Undergraduate Research

Draft of the article we wrote based on our thesis work.

A Brief Note

For details read the draft article.
For a quick overview, abstract is given in the following section.
Update: I have later worked on far larger PLMD database. I will post it in future.

The target of the research was to find an robust and efficient binary classifier to predict a lysine site (a amino acid in protein) have undergone succinylation or not. Succinylation is a posttranslational modification where a succinyl group (-CO-CH2-CH2-CO2H) is added to a lysine residue of a protein molecule.
Here I would mention the questions I tried to find answer to while we were conducting the research.

Why Some Features Perform Better?
There is no consensus in the literature on any particular feature or feature type to use. Prior researches explored many features including physico-chemical features, various positional encoding, protein primary & secondary structures. Although some features (protein structures) showed better discriminatory performance, why they perform better is not clear (yet). We noticed almost all of the recently explored better performing feature types are directly or indirectly dependent to the sequence. To gain better insight, we used simple features (n-gram, n-gapped-n-gram, position specific n-gram) extracted from the sequence directly. Our work shows some features (some certain gapped-bi-grams) are particularly better at discriminating the Lysine succinylation sites. It may help to explain the efficacy of some complex features in future.
Is There Any Species-wise Difference?
Succinylation is spotted in variety of animal, plants and prokaryote species. As this PTM was discovered relatively recently (2010), investigations on different species are still going on. However, the current state-of-the-art predictors do not take account of any species specific variation which is probably due to low amount of per species samples. These works are based on CPLM 2.0 database which contains 893 unique proteins from 12 species. Later published PLMD database (2017) expanded the number of sequenced unique proteins to 6378 from 14 species. In my later work (not yet complete), I experimented with this dataset and tried to find out how the lysine site descriptions varied across species.

· · · · · · ·

Instructions:
- a) Answer these questions about the succinylation research note:
(i) What group is added to a lysine residue in succinylation?
(ii) In what year was this modification discovered?
(iii) How many unique proteins and species does the CPLM 2.0 database contain?
- b) Print the succinylation research note from "The target of" to "a protein molecule.".
- c) Give what follows the last sentence of the succinylation research note.

Stored data entries:
· · · · · · ·

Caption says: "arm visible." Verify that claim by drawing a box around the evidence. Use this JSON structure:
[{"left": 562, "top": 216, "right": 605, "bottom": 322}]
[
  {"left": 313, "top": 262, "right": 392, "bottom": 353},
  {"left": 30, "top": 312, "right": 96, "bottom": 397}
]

· · · · · · ·

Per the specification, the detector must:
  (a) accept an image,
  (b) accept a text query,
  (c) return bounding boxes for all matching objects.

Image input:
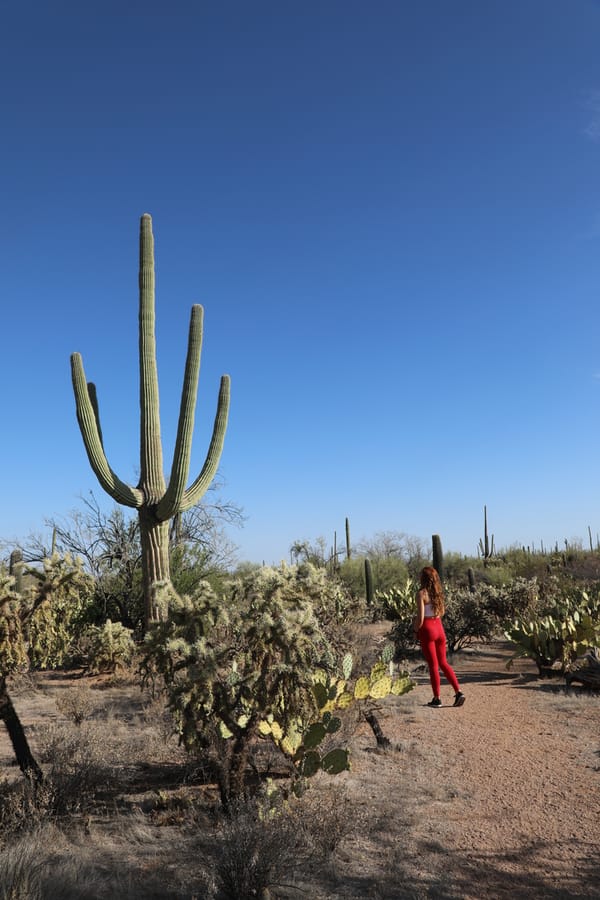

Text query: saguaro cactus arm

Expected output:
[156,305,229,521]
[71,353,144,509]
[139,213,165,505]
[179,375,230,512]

· · · · · · ·

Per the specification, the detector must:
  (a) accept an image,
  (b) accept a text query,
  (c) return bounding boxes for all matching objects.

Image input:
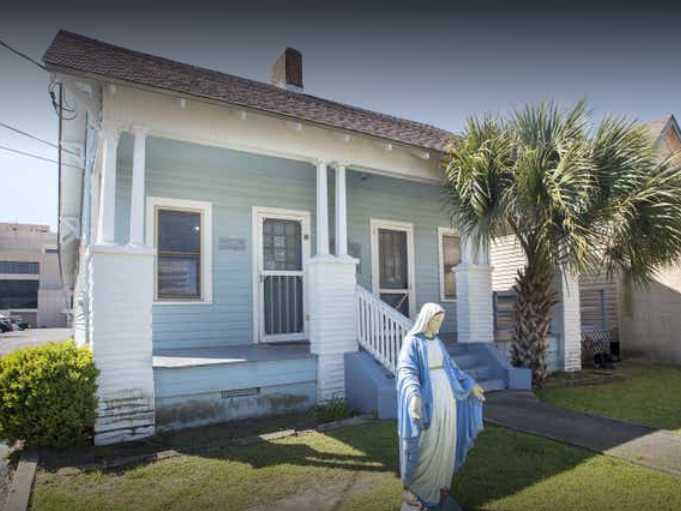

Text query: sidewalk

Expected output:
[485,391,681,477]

· · · · · · ·

Task-by-task outputs:
- a)
(i) A succinyl group (-CO-CH2-CH2-CO2H).
(ii) 2010.
(iii) 893 unique proteins from 12 species.

- b)
The target of the research was to find an robust and efficient binary classifier to predict a lysine site (a amino acid in protein) have undergone succinylation or not. Succinylation is a posttranslational modification where a succinyl group (-CO-CH2-CH2-CO2H) is added to a lysine residue of a protein molecule.

- c)
How the Models Behave?
Like any other ML task, finding out a better performing model is crucial. Succinylation prediction is relatively new problem and related field is still progressing. Hence an explainable model offering valuable insights might be more preferred to a slightly better performing black-box implementation. This compelled us to try ML algorithms that offer better monitoring capability. As more data becomes available, explainable deep learning techniques (for ex., attention mechanism) can be adopted.

Abstract

Post-translational modification (PTM) is a biological mechanism that expands protein functionality. Among the PTMs, lysine succinylation substantially alter the structural and functional properties of cellular proteins. This PTM is suspected to be implicated in numerous diseases regarding heart and blood circulation. Recent proteomic studies spotted it in wide variety of both prokaryotic and eukaryotic organisms. In reality, little is known about this particular PTM and its implications. The experimental detection of lysine succinylation is expensive, time consuming and labor extensive. Which is why fast and robust computational tools are absolutely necessary to process rapidly increasing number of sequenced proteins and correctly categorize the concealed lysine residues. In this paper, we propose an efficient model that optimizes different sequence based representations to approximate discriminating function. This model reflects the efficacy of sequence information by achieving 87.3% accuracy, 94.9% sensitivity, 81.1% specificity, 0.76 Matthews correlation coefficient, 0.94 AUROC and 0.91 AUPR, which is comparable performance to state-of-the-art predictors in lysine succinylated site prediction.